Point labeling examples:
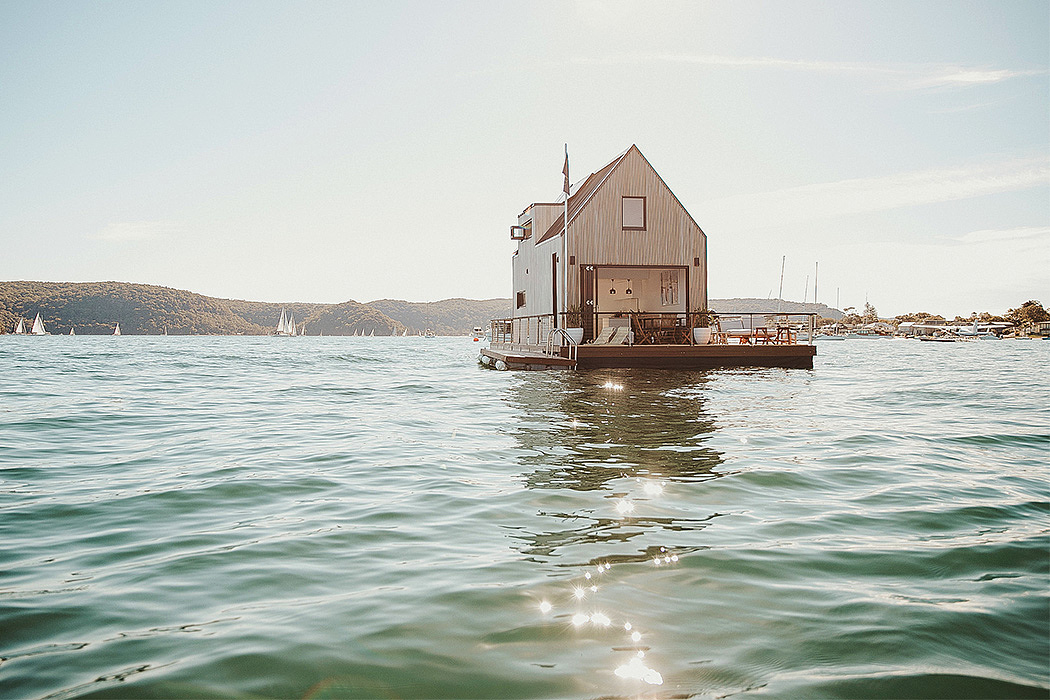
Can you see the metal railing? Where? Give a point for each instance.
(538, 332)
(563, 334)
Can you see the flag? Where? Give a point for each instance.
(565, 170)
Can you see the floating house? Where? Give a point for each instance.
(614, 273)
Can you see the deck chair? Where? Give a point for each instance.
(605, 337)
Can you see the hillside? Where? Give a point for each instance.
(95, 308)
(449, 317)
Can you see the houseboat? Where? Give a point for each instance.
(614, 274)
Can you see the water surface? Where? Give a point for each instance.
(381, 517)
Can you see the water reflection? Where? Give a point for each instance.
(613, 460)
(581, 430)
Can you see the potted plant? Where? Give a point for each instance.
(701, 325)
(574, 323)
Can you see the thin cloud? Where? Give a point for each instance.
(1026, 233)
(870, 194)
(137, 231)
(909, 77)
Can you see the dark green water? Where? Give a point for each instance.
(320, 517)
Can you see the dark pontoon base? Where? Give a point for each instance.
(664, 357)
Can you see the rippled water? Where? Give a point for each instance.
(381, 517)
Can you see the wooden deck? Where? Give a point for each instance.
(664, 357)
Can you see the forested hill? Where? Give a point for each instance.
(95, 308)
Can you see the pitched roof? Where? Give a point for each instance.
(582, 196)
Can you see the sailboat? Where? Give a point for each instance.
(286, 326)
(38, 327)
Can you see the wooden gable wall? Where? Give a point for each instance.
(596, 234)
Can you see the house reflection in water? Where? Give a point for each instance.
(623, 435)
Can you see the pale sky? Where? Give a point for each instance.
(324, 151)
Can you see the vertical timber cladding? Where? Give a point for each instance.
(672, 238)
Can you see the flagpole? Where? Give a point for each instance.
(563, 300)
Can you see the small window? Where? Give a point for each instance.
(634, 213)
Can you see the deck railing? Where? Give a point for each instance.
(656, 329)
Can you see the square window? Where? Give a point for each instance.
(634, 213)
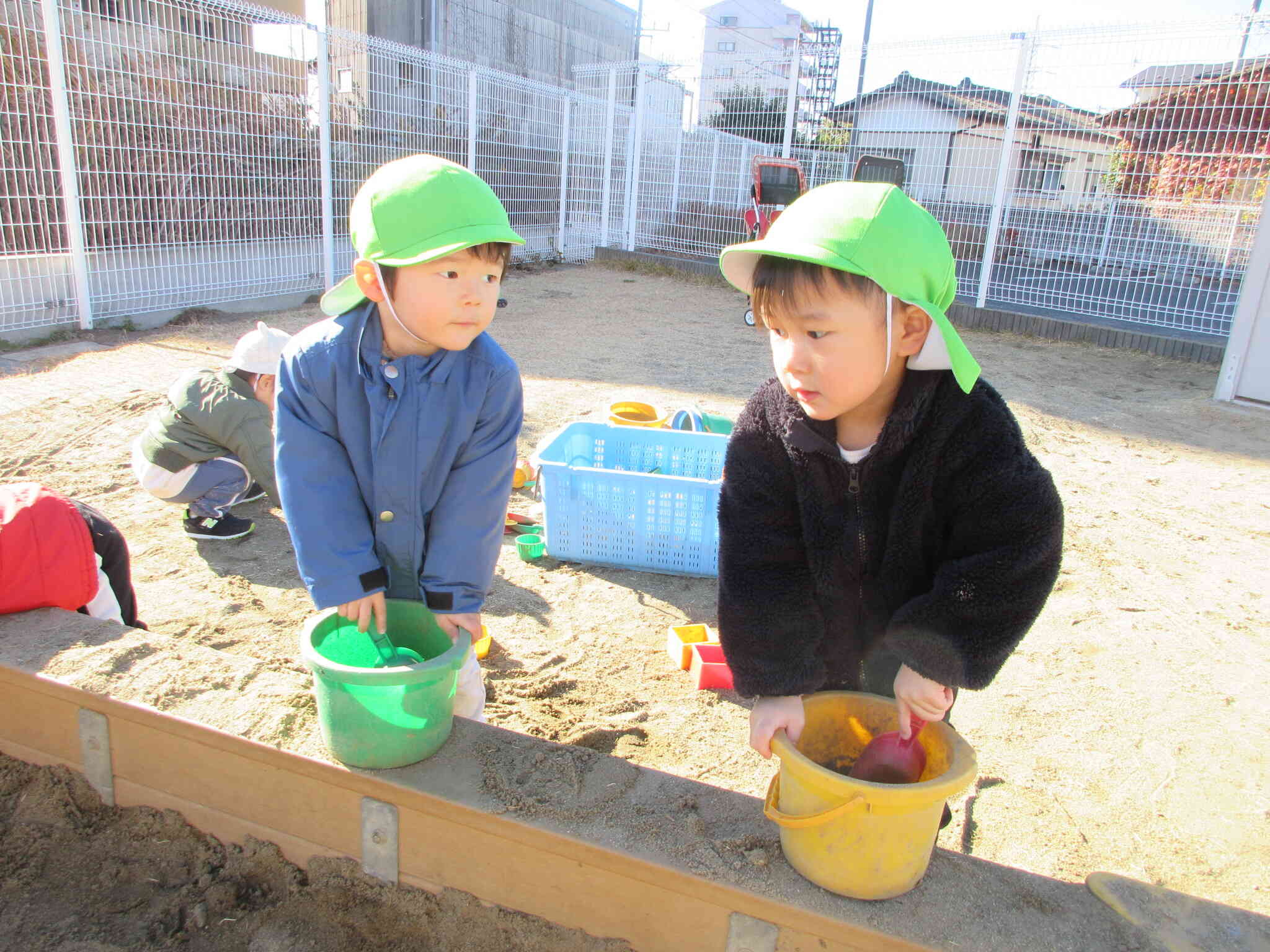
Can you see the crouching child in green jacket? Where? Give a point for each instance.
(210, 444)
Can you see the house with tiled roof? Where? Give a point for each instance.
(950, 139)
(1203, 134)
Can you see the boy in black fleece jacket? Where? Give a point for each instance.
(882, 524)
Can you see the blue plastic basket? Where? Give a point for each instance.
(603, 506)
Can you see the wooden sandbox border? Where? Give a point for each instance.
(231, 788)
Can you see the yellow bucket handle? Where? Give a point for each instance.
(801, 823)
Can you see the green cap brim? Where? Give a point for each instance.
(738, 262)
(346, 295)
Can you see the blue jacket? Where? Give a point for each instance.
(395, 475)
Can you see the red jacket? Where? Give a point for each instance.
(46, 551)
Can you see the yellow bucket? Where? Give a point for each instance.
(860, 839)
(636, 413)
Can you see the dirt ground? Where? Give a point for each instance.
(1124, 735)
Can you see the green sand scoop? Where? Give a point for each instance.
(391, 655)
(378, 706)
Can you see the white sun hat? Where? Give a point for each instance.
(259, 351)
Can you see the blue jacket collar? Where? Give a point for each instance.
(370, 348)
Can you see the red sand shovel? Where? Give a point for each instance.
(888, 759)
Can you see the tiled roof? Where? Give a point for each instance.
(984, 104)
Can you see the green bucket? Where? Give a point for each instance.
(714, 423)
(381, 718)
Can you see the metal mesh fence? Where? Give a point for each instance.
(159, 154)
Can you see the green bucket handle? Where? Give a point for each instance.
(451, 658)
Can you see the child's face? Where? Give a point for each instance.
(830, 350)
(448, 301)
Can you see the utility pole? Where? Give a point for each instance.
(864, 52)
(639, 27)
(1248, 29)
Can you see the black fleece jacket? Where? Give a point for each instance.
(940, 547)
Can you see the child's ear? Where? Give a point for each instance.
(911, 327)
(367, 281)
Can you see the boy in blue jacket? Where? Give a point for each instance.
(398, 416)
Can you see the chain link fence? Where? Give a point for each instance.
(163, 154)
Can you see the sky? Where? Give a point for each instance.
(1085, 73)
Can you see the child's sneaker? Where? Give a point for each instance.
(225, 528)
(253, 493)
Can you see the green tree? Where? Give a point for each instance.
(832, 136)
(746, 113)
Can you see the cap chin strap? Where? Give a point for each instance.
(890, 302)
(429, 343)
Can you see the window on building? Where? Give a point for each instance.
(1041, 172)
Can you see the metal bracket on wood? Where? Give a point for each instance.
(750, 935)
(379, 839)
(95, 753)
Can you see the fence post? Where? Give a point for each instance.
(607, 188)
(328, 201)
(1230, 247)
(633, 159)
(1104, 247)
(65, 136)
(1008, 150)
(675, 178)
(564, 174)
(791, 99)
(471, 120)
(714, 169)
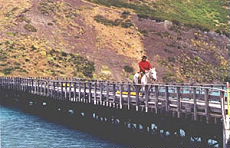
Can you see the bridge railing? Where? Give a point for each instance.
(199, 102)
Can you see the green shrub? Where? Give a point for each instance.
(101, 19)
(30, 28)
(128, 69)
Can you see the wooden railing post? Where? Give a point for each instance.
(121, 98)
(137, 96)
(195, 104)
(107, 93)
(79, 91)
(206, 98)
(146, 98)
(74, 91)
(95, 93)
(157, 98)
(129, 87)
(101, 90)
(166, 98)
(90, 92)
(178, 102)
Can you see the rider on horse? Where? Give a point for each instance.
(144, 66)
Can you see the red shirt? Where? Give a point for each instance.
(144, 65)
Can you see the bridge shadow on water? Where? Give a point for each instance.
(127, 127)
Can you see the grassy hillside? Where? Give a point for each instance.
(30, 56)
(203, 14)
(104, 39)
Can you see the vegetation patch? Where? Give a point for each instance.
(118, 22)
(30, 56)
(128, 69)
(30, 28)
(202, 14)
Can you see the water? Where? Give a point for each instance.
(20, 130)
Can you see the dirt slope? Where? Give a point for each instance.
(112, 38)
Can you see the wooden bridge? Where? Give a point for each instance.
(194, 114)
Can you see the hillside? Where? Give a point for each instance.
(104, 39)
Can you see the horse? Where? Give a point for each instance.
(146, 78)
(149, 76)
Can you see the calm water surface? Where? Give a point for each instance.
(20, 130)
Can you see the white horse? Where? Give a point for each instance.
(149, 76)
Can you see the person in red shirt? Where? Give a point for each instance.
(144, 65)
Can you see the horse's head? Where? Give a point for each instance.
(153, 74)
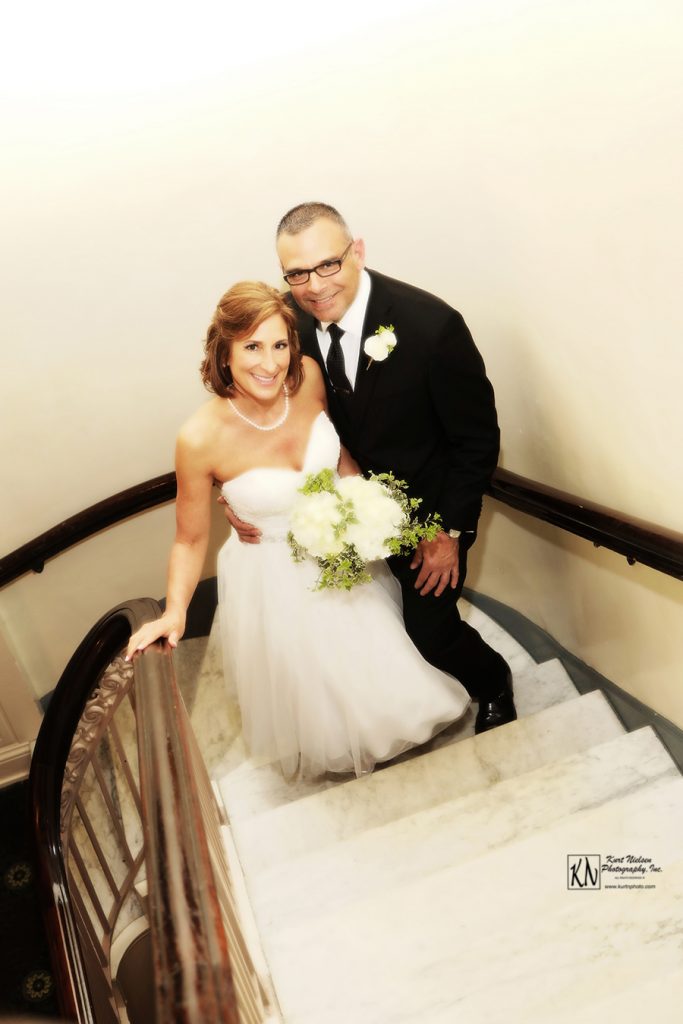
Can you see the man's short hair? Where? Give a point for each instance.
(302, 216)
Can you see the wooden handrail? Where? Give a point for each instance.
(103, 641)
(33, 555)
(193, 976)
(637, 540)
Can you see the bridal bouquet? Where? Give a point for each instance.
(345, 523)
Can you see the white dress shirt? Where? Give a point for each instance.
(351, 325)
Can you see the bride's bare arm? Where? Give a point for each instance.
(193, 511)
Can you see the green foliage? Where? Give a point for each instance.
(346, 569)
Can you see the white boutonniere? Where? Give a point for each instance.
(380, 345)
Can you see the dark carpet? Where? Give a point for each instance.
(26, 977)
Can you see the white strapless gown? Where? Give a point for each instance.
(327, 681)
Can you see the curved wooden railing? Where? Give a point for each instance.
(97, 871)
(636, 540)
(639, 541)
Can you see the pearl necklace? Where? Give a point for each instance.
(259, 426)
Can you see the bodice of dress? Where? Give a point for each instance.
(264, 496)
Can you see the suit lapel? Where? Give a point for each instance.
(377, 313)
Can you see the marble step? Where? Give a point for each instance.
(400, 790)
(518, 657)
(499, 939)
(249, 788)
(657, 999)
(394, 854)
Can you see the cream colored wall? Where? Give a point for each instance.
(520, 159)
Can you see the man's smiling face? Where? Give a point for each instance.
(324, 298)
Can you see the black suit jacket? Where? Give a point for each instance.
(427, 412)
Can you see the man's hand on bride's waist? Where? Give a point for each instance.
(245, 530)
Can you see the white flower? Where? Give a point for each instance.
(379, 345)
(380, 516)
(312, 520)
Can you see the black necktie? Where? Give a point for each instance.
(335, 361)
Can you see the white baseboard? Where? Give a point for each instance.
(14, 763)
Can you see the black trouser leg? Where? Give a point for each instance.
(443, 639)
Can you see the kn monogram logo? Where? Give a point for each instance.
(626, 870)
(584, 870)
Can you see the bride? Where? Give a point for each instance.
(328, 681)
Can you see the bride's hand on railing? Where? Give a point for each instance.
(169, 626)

> _Exercise requirements_
Find the line that contains "Can you see the wooden handrail?". Repeat it and every line after it, exactly as written, up to and including the last line of the records above.

> _Response to the task_
Can you see the wooden handrail? Where? Give a point for each instance.
(103, 641)
(33, 555)
(193, 976)
(637, 540)
Can you see the bridal bouquet? Where? Give a point for each instance.
(345, 523)
Can you see the white dress shirt? Where? Give a point for each instance.
(351, 325)
Can you see the bride's bare arm? Where? Give a point for each instance.
(193, 511)
Can you see the green foliage? Where? Give a point for each instance.
(346, 569)
Can you see the white boutonniere? Where? Give a point for each instance.
(380, 345)
Can you see the dark carpet? Where? Give a point for each instance.
(26, 977)
Can you see the white strapless gown? Where? Give a point for each instance.
(327, 681)
Can you see the curved wooden railing? Where? Give a point for each instance.
(97, 871)
(636, 540)
(639, 541)
Can you see the pearl necklace? Where? Give a point for each instance.
(259, 426)
Can you see the bodice of dress? Where? Give a point for each instance.
(264, 496)
Can you see the suit lapel? Where? Give a point for each instance.
(377, 313)
Can you see the marble step? Where? Give a point for each instance.
(400, 790)
(518, 657)
(499, 939)
(249, 788)
(657, 999)
(394, 854)
Can you see the cream colored wall? Where? Give a point for each instance.
(520, 159)
Can you see the man's smiling face? Where? Give a point for each instance.
(324, 298)
Can you see the black suit jacket? Where? Give a point for each instance.
(427, 412)
Can you see the man's hand on bride's waist? Where? Give a point for each instance.
(245, 530)
Can you see the white flower? Where? Give a point for each instance.
(379, 345)
(380, 516)
(312, 520)
Can you see the black necktie? Where? Give a point for each instance.
(335, 361)
Can you see the white baseboard? Where? Give a point for each instance.
(14, 763)
Can you see the black trouser leg? Where? Give a point for each instance.
(443, 639)
Can you see the kn monogram logo? Where? Give a point for each instance.
(626, 870)
(584, 870)
Can you see the bride? Where? Give a point for each instance.
(328, 681)
Can you see the bride's hand on railing? Where? Give a point for each instance.
(169, 626)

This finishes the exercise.